- **Required work**
Reproduce, exactly, the lines of the material below from the line containing "box: [346, 1022, 515, 1158]" through the line containing "1200H537L512 1148L470 1139L416", with both end lines included and nothing else.

- **Supplied data**
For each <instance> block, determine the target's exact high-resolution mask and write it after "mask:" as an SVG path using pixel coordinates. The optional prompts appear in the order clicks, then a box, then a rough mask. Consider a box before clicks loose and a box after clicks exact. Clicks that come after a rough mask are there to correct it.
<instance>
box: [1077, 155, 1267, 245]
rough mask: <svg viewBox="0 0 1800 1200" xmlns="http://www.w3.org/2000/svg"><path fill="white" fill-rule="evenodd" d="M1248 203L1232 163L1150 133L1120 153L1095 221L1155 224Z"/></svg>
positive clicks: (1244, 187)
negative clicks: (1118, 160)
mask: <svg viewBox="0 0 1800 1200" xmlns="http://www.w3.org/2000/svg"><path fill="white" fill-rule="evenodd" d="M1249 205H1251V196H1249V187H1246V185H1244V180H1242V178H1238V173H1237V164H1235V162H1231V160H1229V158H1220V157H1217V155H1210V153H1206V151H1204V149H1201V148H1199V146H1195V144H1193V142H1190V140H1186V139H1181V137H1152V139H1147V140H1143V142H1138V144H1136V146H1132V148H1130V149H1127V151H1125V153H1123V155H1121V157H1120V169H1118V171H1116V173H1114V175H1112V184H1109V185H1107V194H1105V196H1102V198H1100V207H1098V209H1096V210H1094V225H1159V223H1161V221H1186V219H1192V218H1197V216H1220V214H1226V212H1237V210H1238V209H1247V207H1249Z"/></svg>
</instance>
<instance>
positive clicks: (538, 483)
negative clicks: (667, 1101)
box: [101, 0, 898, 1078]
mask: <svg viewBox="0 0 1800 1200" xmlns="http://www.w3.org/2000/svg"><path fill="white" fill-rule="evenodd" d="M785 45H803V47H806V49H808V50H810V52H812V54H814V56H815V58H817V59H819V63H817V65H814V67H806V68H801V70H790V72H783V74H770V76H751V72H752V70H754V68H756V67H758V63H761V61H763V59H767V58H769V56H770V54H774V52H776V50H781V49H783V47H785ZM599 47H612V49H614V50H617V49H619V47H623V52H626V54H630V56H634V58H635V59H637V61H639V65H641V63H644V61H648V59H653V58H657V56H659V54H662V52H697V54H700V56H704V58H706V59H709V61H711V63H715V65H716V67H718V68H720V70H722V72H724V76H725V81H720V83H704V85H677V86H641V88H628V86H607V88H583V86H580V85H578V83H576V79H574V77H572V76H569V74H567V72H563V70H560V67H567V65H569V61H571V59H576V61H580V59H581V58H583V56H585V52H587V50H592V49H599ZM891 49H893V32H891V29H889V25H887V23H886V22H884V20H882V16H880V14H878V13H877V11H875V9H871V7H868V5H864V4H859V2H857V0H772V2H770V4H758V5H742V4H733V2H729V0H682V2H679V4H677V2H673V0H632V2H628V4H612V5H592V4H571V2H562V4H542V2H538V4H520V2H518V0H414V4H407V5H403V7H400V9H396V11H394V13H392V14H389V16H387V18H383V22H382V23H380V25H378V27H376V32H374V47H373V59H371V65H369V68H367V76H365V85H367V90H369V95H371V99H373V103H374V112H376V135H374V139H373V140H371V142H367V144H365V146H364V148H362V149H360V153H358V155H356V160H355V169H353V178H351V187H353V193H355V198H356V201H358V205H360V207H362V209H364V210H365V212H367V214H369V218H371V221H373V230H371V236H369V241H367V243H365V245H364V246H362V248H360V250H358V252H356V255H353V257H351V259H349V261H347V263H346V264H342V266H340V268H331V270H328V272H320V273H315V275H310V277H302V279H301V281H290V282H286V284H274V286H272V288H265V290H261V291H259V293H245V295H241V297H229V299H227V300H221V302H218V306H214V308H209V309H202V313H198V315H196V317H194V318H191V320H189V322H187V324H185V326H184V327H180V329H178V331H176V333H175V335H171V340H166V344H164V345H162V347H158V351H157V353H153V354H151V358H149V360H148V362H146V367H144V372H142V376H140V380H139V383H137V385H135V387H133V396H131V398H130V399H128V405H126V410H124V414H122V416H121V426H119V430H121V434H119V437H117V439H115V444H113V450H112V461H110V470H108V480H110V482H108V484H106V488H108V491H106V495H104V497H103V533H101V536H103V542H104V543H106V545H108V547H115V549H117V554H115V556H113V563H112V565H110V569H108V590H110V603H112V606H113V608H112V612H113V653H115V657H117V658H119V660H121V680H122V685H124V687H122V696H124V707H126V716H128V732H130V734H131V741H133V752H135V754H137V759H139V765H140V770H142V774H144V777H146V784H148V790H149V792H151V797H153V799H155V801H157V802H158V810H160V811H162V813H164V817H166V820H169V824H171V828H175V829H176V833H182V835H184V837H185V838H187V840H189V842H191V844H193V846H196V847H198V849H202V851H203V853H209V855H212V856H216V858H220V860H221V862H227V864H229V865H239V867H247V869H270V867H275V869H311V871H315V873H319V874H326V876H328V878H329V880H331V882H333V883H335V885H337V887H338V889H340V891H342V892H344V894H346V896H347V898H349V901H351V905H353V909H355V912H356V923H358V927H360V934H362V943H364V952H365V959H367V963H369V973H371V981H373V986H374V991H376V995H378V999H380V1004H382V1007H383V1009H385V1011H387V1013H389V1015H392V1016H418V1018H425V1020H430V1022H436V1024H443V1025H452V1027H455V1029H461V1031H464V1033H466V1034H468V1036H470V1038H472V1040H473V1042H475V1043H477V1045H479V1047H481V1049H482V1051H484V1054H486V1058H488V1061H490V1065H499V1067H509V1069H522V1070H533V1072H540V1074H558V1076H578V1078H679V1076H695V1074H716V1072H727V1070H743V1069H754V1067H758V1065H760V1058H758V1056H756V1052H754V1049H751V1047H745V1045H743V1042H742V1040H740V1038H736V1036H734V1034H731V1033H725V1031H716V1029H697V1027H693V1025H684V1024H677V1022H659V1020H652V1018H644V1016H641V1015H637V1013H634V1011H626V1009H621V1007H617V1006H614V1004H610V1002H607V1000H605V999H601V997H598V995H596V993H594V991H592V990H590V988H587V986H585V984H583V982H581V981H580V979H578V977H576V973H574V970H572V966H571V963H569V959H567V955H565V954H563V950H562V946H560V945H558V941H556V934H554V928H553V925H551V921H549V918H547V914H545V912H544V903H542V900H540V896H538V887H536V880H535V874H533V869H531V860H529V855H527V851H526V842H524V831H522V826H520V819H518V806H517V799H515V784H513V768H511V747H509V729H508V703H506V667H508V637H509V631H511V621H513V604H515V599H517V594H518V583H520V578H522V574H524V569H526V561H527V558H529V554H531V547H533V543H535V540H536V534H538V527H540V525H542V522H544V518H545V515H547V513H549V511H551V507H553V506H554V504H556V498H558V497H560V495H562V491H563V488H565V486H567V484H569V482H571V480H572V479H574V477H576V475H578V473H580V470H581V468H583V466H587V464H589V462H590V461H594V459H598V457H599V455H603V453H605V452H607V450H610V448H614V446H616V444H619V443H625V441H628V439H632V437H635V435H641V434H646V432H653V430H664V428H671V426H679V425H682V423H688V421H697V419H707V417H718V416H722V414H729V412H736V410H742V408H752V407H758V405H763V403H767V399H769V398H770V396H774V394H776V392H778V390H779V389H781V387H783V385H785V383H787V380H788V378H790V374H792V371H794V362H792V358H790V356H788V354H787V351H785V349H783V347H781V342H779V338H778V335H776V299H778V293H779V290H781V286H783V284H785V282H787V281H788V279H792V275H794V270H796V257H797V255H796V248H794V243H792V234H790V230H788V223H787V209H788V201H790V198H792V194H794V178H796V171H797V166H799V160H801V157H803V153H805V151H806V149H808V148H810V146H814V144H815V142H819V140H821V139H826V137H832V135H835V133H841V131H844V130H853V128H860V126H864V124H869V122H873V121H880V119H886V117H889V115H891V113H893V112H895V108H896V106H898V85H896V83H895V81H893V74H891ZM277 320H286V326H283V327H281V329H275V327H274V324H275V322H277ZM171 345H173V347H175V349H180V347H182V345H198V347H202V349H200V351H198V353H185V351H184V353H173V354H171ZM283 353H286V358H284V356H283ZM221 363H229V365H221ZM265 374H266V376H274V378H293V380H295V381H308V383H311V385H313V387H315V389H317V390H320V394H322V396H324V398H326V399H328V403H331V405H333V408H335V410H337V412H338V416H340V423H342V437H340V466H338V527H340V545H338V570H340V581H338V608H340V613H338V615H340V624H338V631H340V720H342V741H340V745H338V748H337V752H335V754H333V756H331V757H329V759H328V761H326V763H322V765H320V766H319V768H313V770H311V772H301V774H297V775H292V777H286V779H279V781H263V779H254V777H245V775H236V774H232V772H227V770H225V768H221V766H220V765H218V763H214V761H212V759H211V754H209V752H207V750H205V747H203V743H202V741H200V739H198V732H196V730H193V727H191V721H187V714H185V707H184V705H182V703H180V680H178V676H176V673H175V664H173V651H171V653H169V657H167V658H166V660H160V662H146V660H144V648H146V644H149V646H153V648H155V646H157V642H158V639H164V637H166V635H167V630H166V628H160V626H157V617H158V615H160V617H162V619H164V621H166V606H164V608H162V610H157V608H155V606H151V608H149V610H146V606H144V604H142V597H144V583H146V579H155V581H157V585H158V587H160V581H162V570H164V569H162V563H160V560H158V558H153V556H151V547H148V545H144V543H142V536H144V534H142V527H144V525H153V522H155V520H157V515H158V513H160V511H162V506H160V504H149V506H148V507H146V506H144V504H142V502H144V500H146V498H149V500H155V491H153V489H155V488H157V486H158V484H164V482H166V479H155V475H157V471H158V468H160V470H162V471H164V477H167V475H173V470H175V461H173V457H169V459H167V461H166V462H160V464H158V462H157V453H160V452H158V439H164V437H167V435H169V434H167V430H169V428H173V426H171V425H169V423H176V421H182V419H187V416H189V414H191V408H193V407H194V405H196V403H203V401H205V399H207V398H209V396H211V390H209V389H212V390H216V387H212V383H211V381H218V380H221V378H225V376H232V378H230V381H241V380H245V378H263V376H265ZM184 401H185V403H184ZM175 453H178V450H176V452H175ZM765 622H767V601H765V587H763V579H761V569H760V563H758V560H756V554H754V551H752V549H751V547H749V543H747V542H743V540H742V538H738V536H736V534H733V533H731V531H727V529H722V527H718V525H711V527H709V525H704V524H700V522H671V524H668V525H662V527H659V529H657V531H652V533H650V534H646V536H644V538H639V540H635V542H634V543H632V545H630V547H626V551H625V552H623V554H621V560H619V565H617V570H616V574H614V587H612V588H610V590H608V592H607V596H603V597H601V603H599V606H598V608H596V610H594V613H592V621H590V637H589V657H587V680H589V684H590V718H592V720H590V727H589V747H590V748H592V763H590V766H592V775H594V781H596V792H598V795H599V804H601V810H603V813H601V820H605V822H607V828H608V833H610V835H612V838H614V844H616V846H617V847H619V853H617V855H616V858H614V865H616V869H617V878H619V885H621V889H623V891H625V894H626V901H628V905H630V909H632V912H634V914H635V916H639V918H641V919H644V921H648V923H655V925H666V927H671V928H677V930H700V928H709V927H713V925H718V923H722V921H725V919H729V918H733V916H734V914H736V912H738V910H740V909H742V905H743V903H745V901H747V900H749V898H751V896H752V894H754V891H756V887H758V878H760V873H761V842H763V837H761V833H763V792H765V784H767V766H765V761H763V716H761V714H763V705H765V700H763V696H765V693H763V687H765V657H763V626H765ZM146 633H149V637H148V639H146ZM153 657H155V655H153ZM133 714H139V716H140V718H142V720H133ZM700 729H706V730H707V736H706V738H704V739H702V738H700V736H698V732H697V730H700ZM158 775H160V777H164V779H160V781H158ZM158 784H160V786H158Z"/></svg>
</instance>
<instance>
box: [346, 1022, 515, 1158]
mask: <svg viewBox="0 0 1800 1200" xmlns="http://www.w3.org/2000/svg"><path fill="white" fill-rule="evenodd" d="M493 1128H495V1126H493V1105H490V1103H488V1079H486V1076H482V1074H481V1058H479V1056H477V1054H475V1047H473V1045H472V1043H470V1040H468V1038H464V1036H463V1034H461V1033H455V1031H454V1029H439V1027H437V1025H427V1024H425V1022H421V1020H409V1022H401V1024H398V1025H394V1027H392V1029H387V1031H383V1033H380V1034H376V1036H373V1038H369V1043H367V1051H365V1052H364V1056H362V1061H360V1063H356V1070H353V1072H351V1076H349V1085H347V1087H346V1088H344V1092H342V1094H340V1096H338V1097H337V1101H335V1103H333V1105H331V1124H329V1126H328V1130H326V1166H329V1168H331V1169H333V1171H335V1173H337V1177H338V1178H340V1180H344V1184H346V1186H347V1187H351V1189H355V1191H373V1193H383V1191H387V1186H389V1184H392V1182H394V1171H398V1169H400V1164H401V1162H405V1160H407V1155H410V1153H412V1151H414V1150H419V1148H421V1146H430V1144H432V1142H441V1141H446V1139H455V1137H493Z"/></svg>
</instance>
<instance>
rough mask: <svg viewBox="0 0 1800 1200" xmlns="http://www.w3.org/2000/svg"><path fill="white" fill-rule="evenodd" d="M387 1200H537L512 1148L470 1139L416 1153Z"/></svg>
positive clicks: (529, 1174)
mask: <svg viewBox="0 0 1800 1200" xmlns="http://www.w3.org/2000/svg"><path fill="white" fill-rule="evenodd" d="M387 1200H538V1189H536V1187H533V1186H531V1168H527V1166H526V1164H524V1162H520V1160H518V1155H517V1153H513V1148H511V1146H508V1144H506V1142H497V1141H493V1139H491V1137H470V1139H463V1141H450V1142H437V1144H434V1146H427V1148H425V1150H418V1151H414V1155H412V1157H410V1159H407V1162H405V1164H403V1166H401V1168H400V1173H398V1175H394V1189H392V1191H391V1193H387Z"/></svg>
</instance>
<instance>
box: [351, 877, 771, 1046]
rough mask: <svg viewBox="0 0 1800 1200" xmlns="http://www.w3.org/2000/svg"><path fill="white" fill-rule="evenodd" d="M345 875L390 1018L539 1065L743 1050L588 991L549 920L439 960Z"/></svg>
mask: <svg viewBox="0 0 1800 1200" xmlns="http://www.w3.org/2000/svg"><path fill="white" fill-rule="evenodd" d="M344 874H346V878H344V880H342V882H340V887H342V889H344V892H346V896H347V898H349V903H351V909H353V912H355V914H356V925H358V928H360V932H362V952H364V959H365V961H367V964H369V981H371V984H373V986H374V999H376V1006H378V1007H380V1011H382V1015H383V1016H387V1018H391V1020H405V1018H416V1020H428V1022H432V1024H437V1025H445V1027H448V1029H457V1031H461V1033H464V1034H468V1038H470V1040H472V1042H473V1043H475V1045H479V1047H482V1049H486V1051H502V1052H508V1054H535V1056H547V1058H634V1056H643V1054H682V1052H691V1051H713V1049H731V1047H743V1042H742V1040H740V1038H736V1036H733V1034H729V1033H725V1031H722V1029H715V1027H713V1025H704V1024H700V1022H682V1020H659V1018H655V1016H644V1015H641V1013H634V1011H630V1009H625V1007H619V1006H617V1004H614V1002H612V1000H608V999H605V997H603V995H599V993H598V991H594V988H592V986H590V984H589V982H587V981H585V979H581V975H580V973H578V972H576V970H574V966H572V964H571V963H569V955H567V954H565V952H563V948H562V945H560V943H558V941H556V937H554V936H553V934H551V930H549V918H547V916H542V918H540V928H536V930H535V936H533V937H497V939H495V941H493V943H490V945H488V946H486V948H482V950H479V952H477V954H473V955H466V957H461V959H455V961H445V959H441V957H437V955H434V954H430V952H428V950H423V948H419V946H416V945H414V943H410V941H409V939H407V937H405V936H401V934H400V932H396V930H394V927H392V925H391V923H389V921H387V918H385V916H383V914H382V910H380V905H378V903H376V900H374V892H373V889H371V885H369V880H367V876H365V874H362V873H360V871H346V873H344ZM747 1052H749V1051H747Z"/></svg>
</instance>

- **Written answer**
box: [346, 1022, 515, 1158]
mask: <svg viewBox="0 0 1800 1200" xmlns="http://www.w3.org/2000/svg"><path fill="white" fill-rule="evenodd" d="M493 1128H495V1126H493V1105H490V1103H488V1079H486V1076H482V1074H481V1058H479V1056H477V1054H475V1047H473V1045H472V1043H470V1040H468V1038H464V1036H463V1034H461V1033H455V1031H454V1029H439V1027H437V1025H427V1024H425V1022H421V1020H409V1022H401V1024H398V1025H394V1027H392V1029H387V1031H383V1033H380V1034H376V1036H373V1038H369V1043H367V1051H365V1052H364V1056H362V1061H360V1063H356V1070H353V1072H351V1076H349V1085H347V1087H346V1088H344V1092H342V1094H340V1096H338V1097H337V1101H335V1103H333V1105H331V1124H329V1126H328V1130H326V1166H329V1168H331V1169H333V1171H335V1173H337V1177H338V1178H340V1180H344V1184H346V1186H347V1187H351V1189H355V1191H373V1193H383V1191H387V1186H389V1184H392V1182H394V1171H398V1169H400V1164H401V1162H405V1160H407V1155H410V1153H412V1151H414V1150H419V1148H421V1146H430V1144H432V1142H441V1141H446V1139H455V1137H493Z"/></svg>
</instance>
<instance>
rough mask: <svg viewBox="0 0 1800 1200" xmlns="http://www.w3.org/2000/svg"><path fill="white" fill-rule="evenodd" d="M387 1200H537L512 1148L470 1139L416 1153Z"/></svg>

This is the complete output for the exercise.